■ **Aim of the exercise**:
Reproduce every line of the items from the line containing "tag the vertical toothed rack bar" through the line containing "<point>1076,423</point>", requests included, but shift each answer point by adding 86 to both of its coordinates. Leave the sample points inside the requests unchanged, and output only that stretch.
[start of Given records]
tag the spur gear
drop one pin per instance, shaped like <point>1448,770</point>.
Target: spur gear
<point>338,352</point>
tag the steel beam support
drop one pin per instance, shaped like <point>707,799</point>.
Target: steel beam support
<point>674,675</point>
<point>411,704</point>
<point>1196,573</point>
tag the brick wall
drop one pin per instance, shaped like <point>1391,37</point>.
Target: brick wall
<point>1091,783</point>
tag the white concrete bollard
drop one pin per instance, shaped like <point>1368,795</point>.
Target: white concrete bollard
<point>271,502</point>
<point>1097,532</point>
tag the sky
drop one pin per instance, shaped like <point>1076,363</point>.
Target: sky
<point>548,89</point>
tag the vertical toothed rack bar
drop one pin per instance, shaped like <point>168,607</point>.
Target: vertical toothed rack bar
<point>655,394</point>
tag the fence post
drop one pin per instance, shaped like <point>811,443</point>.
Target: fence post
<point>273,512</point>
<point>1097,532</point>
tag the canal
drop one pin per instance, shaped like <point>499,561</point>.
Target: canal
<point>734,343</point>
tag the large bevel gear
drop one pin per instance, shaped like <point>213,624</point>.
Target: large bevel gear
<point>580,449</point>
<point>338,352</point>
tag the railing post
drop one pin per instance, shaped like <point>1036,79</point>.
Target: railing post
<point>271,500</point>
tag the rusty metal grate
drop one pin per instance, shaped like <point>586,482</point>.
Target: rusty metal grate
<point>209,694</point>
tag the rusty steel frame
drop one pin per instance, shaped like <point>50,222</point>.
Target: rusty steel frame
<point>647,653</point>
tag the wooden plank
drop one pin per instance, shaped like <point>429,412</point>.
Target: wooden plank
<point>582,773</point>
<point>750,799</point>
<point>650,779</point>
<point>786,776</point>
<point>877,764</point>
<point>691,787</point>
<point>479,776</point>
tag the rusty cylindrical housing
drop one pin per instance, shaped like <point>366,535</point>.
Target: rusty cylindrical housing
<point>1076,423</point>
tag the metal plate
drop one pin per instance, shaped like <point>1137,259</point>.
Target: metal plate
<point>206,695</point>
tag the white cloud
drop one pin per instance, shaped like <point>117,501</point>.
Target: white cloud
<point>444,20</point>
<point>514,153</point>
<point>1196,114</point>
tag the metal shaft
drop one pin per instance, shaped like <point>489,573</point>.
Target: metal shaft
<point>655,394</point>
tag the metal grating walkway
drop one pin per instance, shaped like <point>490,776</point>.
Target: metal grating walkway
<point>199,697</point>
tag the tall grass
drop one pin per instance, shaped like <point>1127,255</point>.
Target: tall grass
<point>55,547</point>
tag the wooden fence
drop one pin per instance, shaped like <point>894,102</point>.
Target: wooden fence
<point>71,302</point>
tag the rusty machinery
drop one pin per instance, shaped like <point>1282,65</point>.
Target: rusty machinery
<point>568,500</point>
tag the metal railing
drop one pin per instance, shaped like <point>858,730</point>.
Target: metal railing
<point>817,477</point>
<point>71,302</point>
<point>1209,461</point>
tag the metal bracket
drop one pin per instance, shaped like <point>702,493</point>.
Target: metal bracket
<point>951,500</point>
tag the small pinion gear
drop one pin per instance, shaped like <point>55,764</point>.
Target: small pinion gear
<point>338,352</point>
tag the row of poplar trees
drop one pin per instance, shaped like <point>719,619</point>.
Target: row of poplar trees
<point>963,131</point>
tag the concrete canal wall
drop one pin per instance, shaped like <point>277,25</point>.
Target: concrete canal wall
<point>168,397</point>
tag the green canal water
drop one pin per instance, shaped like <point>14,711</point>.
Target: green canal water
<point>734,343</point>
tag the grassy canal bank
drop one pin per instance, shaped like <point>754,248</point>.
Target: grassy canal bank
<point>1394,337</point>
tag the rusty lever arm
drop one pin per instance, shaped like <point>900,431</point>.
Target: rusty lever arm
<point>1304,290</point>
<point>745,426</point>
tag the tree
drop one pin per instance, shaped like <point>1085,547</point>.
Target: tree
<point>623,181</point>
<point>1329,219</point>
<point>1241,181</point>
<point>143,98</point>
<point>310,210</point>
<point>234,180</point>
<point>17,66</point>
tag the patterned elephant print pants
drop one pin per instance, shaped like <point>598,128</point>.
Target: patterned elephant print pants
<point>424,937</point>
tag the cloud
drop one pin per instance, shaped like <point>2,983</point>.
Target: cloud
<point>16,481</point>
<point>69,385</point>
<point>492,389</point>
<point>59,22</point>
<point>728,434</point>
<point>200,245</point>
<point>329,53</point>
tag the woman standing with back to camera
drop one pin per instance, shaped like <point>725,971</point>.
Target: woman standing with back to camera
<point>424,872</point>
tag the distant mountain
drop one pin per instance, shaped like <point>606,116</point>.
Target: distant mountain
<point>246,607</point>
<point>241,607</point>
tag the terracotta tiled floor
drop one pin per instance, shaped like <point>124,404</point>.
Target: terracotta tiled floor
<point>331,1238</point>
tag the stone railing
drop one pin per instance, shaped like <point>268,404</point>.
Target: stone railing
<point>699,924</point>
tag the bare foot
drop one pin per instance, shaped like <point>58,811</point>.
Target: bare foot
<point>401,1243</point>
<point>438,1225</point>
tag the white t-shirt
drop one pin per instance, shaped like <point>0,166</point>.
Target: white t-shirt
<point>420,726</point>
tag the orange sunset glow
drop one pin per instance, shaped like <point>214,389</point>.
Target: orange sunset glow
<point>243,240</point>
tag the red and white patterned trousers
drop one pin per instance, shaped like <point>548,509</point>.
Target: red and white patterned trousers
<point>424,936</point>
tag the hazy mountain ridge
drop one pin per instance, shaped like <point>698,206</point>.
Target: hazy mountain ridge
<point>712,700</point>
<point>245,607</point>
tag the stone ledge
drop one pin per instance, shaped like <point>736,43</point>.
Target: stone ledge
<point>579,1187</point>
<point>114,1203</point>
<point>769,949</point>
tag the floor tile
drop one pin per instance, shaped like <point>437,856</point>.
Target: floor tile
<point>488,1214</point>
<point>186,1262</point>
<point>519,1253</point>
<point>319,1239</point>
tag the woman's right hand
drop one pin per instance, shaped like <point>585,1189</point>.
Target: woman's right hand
[end of Given records]
■ **Full answer**:
tag the vertical toothed rack bar
drop one pin per instance, shaped like <point>168,607</point>.
Target: vertical toothed rack bar
<point>741,480</point>
tag the fence post
drop one pin per instance, shaped like <point>811,443</point>.
Target: fence post
<point>359,598</point>
<point>1183,618</point>
tag the canal
drop one pin per instance, shaped like <point>499,561</point>.
Target: canal
<point>820,429</point>
tag the large bevel gear
drop one pin per instance, shaped like <point>213,624</point>.
Target: large bevel gear
<point>666,535</point>
<point>424,438</point>
tag the railing post
drop one pin per instance, shaped like <point>1036,79</point>.
Target: railing post
<point>357,586</point>
tag the rusty metal grate
drop one pin per instance, shaped like <point>586,482</point>.
Target: rusty metal grate
<point>295,780</point>
tag the rusty steel frame
drop one pin per instance, shaped like <point>50,222</point>.
Target: rusty steel frame
<point>733,739</point>
tag the wooden plank
drop one pin per instance, shaped like <point>429,412</point>.
Target: wooden plank
<point>668,859</point>
<point>836,885</point>
<point>736,865</point>
<point>872,862</point>
<point>963,850</point>
<point>777,873</point>
<point>565,862</point>
tag the rusty cylindrical housing
drop one pin per instance, shaped like <point>366,535</point>.
Target: rusty cylindrical housing
<point>1162,509</point>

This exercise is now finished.